My problem is that "democratic Iran" is code in Washington-speak for pro-US Iran, whether or not it is really democratic. A "democratic" Iran that responded to what the citizens want would pursue a nuclear program just it happened in democratic India and democratic Israel.
 
Conservative Realist,

I agree. The question that worries me is whether even an Iranian government that is more accountable and transparent would still destabilize the region by acquiring nuclear weapons. The prospects for a stable Middle East are likely to diminish if other states in the region feel more strongly the need to have nuclear capabilities of their own.

The great danger is that the region will remain an arena in which the security-maximizing behavior of individual states collectively reduces the security of all.
 
I do not think that we should be surprised by the results of these opinion polls, nor that we should focus on the internal character of Iran. These should be recognized as secondary or even peripheral concerns in creating an explanatory construct for evaluating interstate behavior and affecting solutions to regional crises. While several motivating factors towards nuclear status exist for Iran, that Iran requires an effective deterrent to protect and enhance its national security interests is perhaps the most predictable of these themes. Iran will not be dissuaded from nuclear status.

Consider that the US were to extend its nuclear umbrella over Iran in exchange for it abandoning its program. This would perhaps be the most effective and convincing option for affecting our goals. Yet, how possible is it that this option would even be considered by our current leadership? Even now, Japanese policy makers are reconsidering the efficacy of the US nuclear deterrent against future Korean and Chinese aggression, realizing instead the increased necessity for re-militarization through the acquisition of its own nuclear deterrent.

Furthermore, as the US invasion of Iraq has exacerbated Iranian trends towards acquisition, future US military actions against Iran could have the undesirable effect of further prompting other and more states towards acquisition. Where does this cycle end?
 
david billington:

We were attacked by Iraq - the perception here is that it was tacitly approved by your country.

Your Arab allies under-wrote the invasion of our country.

Your EU allies aided and abetted Iraq in her war of agression by extending credit and later
chemical weapons precursors p chief among them France & Germany.
Later, we found out that Iraq was very close to a nuclear bomb.

Your President identified us - an enemy of Israel - as an enemy of the United States.

Your government spurnned our trial balloon in 2005; I suppose fully expecting to overthrow the most democractic Muslim country after Iraq.

For the past 4 years we have listend to your government and EU governments and analysts and commentators threatenung us with sticks or offering us the usual trade-beads sticks.

In Januaray, your President again threatened us.

We have no choice but to resist you - we cannot phatom your policies - whatever they are.

Eventually, you will levae the Middle East - we only need to stand on our feet until that time.

At any rate - our problem with you is not due to lack of tranparency or accountability on our part (however justified that criticism might be). The problem is that we are opposed to your strategies in the Middle East - strategies that have so far have done more harm than good.
 
While Billington's narrative of what Iranians would say seems plausible, though a bit odd, it’s actually quite informative and reassuring to hear the Iranian ambassador's actual words. (I pulled this of thewashingtonnote.com)

"The Persian Gulf region is in dire need of a truly inclusive arrangement for security and cooperation. Only through such regional cooperation, with the necessary international support, can we contain the current crisis and prevent future ones.

* DATASET CONTENT
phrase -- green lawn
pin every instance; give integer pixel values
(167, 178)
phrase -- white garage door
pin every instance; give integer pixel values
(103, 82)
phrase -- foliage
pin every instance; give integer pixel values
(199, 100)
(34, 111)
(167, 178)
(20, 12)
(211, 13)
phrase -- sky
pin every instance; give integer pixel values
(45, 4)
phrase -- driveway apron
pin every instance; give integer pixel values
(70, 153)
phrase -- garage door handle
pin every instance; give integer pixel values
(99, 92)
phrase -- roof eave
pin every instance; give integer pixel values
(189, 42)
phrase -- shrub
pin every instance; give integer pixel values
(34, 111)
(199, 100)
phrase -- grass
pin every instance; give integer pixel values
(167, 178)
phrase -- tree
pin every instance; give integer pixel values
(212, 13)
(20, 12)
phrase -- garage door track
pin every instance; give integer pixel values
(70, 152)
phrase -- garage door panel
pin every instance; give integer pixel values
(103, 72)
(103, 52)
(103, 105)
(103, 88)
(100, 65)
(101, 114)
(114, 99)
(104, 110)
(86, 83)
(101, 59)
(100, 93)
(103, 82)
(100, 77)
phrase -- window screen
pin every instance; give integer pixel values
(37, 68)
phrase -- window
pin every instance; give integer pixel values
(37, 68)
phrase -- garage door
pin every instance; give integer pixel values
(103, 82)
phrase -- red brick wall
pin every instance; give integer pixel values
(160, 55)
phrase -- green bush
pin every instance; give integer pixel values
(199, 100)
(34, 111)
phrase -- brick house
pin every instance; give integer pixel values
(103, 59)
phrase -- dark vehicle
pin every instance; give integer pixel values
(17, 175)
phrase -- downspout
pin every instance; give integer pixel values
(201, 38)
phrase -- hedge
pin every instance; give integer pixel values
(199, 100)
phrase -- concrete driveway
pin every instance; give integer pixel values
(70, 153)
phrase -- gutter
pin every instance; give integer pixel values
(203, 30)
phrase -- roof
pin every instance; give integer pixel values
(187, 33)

* YOUR TASKS
• a. Please give again the part of the Iran comments starting with "Your Arab allies" and going on through "France & Germany.".
• b. For each statement, say yes or no on whether the Iran comments agree with it, and quote the words that decide it. (i) Japanese policy makers are reconsidering the efficacy of the US nuclear deterrent. (ii) Iran can be dissuaded from nuclear status. (iii) The Persian Gulf region needs an inclusive arrangement for security and cooperation.

* PER-TASK ANSWERS
• a.
Your Arab allies under-wrote the invasion of our country.

Your EU allies aided and abetted Iraq in her war of agression by extending credit and later
chemical weapons precursors p chief among them France & Germany.

• b.
(i) Yes: "Even now, Japanese policy makers are reconsidering the efficacy of the US nuclear deterrent against future Korean and Chinese aggression"
(ii) No: "Iran will not be dissuaded from nuclear status."
(iii) Yes: "The Persian Gulf region is in dire need of a truly inclusive arrangement for security and cooperation."